## Task statement
The whole set of entries is to be restated word for word.

══ Data supplied ══

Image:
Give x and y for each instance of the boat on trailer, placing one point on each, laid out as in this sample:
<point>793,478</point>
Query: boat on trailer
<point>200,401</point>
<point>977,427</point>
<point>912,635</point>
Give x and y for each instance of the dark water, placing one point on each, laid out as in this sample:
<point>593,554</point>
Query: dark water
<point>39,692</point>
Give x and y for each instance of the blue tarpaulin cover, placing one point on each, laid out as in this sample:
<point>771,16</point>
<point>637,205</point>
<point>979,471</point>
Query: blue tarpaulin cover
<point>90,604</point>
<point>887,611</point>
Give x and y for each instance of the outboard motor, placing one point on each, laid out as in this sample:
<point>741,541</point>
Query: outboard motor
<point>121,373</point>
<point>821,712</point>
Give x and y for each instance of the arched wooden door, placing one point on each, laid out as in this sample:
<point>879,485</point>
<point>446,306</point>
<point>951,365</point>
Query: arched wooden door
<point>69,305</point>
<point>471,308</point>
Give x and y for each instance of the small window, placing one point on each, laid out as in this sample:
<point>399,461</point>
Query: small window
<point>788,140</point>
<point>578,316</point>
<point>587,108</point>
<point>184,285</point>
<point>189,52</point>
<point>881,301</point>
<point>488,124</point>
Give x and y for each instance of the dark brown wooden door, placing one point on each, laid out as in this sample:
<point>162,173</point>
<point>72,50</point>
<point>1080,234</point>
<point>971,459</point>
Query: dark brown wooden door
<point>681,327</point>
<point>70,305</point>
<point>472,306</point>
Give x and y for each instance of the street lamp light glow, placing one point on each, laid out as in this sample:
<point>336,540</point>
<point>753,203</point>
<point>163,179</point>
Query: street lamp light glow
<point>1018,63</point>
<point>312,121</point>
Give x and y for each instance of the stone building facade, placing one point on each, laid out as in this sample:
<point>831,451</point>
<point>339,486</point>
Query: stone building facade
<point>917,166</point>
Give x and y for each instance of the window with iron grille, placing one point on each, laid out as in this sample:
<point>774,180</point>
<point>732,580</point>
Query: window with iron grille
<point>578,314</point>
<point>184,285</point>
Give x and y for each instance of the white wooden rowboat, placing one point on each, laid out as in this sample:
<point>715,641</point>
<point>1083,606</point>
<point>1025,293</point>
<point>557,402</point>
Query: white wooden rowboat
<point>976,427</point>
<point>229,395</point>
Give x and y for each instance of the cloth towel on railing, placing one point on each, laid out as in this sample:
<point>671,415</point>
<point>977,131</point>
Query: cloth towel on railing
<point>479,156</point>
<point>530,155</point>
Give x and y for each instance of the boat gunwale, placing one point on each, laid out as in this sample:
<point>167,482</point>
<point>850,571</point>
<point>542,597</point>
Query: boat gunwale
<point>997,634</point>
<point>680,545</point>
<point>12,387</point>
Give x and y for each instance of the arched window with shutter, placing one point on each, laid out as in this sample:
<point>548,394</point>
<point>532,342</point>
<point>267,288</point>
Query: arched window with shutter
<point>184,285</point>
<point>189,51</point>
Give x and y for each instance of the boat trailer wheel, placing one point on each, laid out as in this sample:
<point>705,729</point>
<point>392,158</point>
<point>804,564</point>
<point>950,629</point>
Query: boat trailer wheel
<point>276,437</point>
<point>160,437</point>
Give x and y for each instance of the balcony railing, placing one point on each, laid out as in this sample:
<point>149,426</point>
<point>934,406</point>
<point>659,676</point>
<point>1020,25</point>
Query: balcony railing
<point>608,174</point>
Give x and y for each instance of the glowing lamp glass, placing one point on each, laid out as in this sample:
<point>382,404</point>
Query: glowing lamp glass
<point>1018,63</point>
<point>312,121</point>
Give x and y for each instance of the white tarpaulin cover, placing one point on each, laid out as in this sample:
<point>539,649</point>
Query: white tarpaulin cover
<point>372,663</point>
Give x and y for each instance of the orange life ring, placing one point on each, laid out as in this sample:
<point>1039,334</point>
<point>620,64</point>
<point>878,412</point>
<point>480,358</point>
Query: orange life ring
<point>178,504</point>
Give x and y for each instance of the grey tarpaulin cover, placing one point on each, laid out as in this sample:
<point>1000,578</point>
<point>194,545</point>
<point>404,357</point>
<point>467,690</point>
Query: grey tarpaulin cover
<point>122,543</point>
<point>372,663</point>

═══

## Response area
Image:
Give x and y for each instance of the boat on trailer, placing one point on each, laid out as in this sample:
<point>793,478</point>
Query: boat on trailer
<point>200,401</point>
<point>977,427</point>
<point>912,635</point>
Give x and y for each instance of the dark water, placing one point on each, laid out as in this sample:
<point>593,554</point>
Query: dark water
<point>39,692</point>
Give x and y for each instance of the blue tarpaulin cover, placing one point on each, laid out as in this sample:
<point>771,16</point>
<point>637,205</point>
<point>979,471</point>
Query: blue tarpaulin cover
<point>90,604</point>
<point>887,611</point>
Give x and y for each instance of the outboard motor, placing one point on each, laid out as in this sample:
<point>741,541</point>
Query: outboard motor
<point>121,373</point>
<point>821,712</point>
Give x and y for each instance of the arched wooden door, placing one point on each, laid out as in this sample:
<point>879,485</point>
<point>446,306</point>
<point>951,365</point>
Query: arched wooden door
<point>69,305</point>
<point>471,308</point>
Give x and y for each instance of the small window, placing one point on each, laid out as in this sample:
<point>399,461</point>
Query: small window
<point>788,140</point>
<point>578,316</point>
<point>587,108</point>
<point>184,285</point>
<point>189,52</point>
<point>881,301</point>
<point>488,124</point>
Give x and y for each instance of the dark brown wooden door, placing one point on each, laid out as in this sample:
<point>162,173</point>
<point>72,50</point>
<point>1080,234</point>
<point>971,459</point>
Query: dark brown wooden door
<point>681,327</point>
<point>70,305</point>
<point>472,306</point>
Give x and y for each instance of the street lamp light glow, placing one point on each, laid out as in this sample:
<point>336,540</point>
<point>753,203</point>
<point>163,179</point>
Query: street lamp light glow
<point>1018,63</point>
<point>312,121</point>
Give x and y for each instance of the stone building facade, placing one point on each, laid out as in this sample:
<point>831,451</point>
<point>339,486</point>
Query: stone building facade
<point>917,166</point>
Give x and y for each instance of the window with iron grille, placing one point on each, laid out as in this sample:
<point>774,180</point>
<point>732,580</point>
Query: window with iron grille
<point>578,314</point>
<point>184,285</point>
Give x and y for each instance of the white wooden rowboat, placing one point on each, laid out as in this sample:
<point>715,641</point>
<point>1083,606</point>
<point>1025,293</point>
<point>557,402</point>
Query: white wooden rowboat
<point>976,427</point>
<point>229,395</point>
Give x and y for each instance of the cloth towel on railing, placing one point on each, laid out as in this sample:
<point>671,415</point>
<point>977,131</point>
Query: cloth towel on railing
<point>479,156</point>
<point>530,155</point>
Give x and y for each instance of the boat gunwale, placing one point on each, laid out as in this sample:
<point>167,482</point>
<point>850,571</point>
<point>542,597</point>
Query: boat gunwale
<point>997,634</point>
<point>680,545</point>
<point>12,387</point>
Give x and y for each instance of the arched window with shutter, placing one point on each, laid out as in this sample:
<point>548,394</point>
<point>532,342</point>
<point>267,288</point>
Query: arched window with shutter
<point>184,285</point>
<point>189,51</point>
Give x and y for each instance of the boat trailer wheel, placing one point on each, laid out as in this sample:
<point>705,729</point>
<point>392,158</point>
<point>804,564</point>
<point>950,629</point>
Query: boat trailer wheel
<point>276,437</point>
<point>160,437</point>
Give x and y for each instance of the balcony railing, placing one point on each, laid out as in this sample:
<point>149,426</point>
<point>934,406</point>
<point>659,676</point>
<point>1020,25</point>
Query: balcony railing
<point>608,174</point>
Give x and y for each instance of the glowing lamp glass, placing one point on each, laid out as in this sample:
<point>382,404</point>
Query: glowing lamp glass
<point>1018,63</point>
<point>312,121</point>
Give x and y for each instance of the white tarpaulin cover, placing one point on each, laid out as in this sample:
<point>539,649</point>
Query: white tarpaulin cover
<point>372,663</point>
Give x and y for each instance of the orange life ring, placing one point on each, laid out as in this sample:
<point>1039,334</point>
<point>620,64</point>
<point>878,412</point>
<point>480,358</point>
Query: orange life ring
<point>178,504</point>
Give x and y for each instance of the grey tarpaulin cover, placing one point on each, laid out as in this sample:
<point>1000,578</point>
<point>194,545</point>
<point>404,357</point>
<point>467,690</point>
Query: grey tarpaulin cover
<point>122,543</point>
<point>372,663</point>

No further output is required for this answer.